- _Exercise prompt_
In how many lines of the data does the word "clicks" appear? Give the number by itself.

• • •

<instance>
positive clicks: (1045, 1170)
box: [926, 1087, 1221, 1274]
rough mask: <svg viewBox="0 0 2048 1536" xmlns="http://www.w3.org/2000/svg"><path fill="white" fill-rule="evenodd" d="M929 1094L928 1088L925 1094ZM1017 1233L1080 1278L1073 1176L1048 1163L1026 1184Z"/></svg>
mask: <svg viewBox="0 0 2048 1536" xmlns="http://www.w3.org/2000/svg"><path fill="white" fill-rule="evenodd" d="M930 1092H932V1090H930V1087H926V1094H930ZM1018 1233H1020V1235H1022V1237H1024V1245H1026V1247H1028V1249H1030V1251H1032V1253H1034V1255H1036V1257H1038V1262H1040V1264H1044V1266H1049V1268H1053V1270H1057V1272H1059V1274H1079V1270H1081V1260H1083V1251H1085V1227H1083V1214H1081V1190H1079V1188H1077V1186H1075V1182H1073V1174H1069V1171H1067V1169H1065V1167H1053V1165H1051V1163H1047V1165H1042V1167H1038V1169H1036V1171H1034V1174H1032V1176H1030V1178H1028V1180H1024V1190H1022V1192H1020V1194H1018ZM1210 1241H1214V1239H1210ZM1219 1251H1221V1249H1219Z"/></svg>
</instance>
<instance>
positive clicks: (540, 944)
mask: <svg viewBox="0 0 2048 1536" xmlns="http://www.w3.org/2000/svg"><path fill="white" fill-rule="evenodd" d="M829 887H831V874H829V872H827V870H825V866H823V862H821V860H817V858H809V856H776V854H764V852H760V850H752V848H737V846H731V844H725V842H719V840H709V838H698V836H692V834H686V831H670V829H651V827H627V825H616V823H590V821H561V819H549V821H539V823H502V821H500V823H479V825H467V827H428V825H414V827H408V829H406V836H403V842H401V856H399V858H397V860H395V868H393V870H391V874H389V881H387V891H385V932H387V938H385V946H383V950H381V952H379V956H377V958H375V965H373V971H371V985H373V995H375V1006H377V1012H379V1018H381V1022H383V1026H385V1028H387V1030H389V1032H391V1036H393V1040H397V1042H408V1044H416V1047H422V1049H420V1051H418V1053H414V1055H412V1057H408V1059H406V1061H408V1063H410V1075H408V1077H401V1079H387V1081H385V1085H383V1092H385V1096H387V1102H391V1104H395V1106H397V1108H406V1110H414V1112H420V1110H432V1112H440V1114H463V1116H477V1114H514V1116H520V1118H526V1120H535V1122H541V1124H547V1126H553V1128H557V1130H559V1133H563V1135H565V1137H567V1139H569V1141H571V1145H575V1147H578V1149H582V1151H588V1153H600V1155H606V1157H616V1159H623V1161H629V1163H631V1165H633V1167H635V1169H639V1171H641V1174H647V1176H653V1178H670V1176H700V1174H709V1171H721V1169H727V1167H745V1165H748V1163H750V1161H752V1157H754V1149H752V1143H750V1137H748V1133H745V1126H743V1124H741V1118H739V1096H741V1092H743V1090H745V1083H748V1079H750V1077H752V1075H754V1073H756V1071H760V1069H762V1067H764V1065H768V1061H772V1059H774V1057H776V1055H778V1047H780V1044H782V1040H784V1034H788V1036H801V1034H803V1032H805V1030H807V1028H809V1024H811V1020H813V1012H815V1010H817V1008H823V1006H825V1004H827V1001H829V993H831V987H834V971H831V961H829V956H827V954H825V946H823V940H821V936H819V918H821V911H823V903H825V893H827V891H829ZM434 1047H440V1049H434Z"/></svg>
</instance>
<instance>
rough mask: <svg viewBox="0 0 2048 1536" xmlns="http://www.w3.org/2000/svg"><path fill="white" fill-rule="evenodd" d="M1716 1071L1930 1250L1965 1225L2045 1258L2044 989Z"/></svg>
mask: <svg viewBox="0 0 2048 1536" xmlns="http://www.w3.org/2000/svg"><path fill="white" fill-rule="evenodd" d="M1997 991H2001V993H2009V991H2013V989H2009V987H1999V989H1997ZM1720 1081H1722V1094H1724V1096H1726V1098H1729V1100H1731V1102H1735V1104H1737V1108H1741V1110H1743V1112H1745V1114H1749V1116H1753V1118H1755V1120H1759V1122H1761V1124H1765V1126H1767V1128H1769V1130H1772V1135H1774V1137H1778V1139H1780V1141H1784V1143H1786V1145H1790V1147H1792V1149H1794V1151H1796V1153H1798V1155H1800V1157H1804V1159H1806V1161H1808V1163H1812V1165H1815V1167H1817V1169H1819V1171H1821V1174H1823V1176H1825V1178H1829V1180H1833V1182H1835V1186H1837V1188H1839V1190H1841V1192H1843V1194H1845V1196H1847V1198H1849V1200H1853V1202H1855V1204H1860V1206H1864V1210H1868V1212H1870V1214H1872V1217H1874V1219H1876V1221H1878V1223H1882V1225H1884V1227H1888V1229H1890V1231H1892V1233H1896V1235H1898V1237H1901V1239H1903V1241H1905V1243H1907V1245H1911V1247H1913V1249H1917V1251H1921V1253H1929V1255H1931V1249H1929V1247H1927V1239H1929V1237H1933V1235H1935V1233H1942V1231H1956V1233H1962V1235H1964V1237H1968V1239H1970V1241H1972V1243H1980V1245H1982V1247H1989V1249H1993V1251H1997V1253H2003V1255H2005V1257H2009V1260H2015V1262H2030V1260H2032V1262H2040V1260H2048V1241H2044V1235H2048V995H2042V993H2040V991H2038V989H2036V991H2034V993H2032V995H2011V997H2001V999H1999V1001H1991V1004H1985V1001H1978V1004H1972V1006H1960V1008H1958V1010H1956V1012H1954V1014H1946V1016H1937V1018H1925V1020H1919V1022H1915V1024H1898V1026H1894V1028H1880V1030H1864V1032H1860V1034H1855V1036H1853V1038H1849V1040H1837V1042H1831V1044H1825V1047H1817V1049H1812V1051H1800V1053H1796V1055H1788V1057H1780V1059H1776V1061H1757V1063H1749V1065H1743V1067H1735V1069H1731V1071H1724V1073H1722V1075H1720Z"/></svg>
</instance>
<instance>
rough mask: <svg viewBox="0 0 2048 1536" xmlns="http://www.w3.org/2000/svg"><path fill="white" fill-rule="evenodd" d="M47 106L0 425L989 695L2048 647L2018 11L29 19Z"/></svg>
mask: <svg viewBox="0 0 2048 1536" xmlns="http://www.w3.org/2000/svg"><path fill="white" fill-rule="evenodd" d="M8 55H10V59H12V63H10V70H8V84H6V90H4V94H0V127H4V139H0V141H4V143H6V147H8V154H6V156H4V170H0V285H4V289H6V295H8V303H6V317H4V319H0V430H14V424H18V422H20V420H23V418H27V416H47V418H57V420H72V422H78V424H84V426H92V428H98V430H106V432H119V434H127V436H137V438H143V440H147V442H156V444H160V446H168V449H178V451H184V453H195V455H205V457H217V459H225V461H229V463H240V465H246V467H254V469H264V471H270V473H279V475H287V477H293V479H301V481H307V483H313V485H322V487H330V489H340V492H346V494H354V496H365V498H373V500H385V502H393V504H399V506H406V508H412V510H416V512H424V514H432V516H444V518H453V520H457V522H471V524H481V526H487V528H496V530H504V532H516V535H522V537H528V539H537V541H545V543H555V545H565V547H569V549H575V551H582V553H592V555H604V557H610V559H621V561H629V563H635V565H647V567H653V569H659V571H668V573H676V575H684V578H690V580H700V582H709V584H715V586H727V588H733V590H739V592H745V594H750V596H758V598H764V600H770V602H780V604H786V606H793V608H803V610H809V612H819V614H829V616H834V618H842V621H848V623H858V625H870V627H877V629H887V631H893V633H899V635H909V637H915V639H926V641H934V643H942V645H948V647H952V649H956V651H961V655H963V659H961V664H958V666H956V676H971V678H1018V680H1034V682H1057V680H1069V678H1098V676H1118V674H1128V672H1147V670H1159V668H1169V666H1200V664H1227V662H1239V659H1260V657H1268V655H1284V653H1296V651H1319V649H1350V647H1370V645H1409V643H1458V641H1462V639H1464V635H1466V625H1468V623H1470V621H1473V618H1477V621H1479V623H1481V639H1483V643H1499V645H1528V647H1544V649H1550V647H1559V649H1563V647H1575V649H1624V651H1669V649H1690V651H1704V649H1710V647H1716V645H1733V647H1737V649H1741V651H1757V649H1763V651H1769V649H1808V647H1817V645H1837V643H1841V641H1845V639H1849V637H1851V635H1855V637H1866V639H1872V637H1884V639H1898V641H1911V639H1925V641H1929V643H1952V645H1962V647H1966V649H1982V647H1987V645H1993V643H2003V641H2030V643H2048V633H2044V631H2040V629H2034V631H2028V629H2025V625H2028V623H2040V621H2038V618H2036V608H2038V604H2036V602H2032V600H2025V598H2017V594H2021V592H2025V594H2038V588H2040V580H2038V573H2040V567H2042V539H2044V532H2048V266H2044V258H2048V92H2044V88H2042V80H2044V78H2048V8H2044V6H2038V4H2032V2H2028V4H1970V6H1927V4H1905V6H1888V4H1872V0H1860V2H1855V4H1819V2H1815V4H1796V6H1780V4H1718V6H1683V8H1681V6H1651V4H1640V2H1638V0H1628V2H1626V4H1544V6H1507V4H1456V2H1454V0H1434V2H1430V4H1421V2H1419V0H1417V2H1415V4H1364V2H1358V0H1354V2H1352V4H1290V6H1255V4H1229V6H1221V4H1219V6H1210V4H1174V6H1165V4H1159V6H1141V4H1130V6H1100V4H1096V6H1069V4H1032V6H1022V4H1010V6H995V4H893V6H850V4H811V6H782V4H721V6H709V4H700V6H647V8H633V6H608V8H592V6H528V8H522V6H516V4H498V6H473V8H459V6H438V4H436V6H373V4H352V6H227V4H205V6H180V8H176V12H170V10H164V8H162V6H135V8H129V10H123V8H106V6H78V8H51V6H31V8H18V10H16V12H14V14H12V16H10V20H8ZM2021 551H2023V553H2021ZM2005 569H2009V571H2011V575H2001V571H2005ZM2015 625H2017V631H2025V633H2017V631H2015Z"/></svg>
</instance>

• • •

- _Result below_
2